Stated goal A:
Return the passage of the Micro-Pages paper summary starting at "Performing clustering of" and ending at "be accessed together.", copied word for word.
Stated goal B:
According to the Micro-Pages paper summary, how many entries does the CAM array that performs address remapping in the memory controller have?
--- Text block ---
Micro-Pages: Increasing DRAM Efficiency with Locality-Aware Data Placement

- Hide Paper Summary

Paper Title: Micro-Pages: Increasing DRAM Efficiency with Locality-Aware Data Placement
Link: https://dl.acm.org/doi/10.1145/1735970.1736045
Year: ASPLOS 2010
Keyword: Micro Pages; Virtual Memory; DRAM

Back

Highlight:

Using a small counter array to track access statistics for large main memory, assuming that most computation will only be conducted on a small range of pages.
Using a 4096-entry CAM array in the memory controller to perform address remapping in a brute-force manner.
Performing clustering of commonly accessed micro pages by simply placing them together in a small reservation storage area. This is not actually clustering, but just selecting the most frequently accessed micro pages and put them together, hoping that they will be accessed together.
--- Provided material ---
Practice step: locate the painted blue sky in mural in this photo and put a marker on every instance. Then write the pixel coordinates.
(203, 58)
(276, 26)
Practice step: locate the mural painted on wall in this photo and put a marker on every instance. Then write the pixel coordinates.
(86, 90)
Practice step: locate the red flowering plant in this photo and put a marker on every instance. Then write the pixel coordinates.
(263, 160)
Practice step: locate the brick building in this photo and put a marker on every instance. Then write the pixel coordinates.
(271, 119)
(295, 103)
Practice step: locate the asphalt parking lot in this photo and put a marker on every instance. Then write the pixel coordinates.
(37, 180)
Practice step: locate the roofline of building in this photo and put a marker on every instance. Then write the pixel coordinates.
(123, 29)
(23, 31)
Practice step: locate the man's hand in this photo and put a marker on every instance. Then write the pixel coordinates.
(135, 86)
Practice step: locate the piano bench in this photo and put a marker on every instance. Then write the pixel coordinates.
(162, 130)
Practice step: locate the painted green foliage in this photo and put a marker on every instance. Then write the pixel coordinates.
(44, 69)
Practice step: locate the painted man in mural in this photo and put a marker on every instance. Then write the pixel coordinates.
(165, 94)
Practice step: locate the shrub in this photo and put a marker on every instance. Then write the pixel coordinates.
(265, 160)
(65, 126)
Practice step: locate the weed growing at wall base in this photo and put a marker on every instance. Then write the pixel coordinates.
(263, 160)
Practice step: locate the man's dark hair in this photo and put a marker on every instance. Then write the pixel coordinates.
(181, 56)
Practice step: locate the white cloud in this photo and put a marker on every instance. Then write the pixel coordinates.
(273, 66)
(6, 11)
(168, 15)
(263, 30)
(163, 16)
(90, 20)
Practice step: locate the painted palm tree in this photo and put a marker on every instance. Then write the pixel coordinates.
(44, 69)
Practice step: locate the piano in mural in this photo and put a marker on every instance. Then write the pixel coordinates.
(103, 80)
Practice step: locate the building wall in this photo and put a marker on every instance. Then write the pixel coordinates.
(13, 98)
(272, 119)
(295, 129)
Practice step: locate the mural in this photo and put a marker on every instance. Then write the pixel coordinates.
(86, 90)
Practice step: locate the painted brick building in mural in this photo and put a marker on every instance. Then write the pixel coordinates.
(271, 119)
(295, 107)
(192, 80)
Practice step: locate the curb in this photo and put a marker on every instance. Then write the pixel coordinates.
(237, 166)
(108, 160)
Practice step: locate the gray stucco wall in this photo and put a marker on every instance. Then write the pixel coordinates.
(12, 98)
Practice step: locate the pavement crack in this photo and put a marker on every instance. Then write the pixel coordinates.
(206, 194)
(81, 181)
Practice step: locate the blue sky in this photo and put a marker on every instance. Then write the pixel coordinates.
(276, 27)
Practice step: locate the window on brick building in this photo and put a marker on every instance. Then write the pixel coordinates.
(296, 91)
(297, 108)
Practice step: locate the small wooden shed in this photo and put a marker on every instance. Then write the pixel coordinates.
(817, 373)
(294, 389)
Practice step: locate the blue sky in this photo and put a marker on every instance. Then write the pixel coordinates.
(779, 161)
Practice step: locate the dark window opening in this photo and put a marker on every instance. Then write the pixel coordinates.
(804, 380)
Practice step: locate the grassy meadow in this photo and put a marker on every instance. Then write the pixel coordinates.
---
Written answer A:
Performing clustering of commonly accessed micro pages by simply placing them together in a small reservation storage area. This is not actually clustering, but just selecting the most frequently accessed micro pages and put them together, hoping that they will be accessed together.

Written answer B:
4096 entries.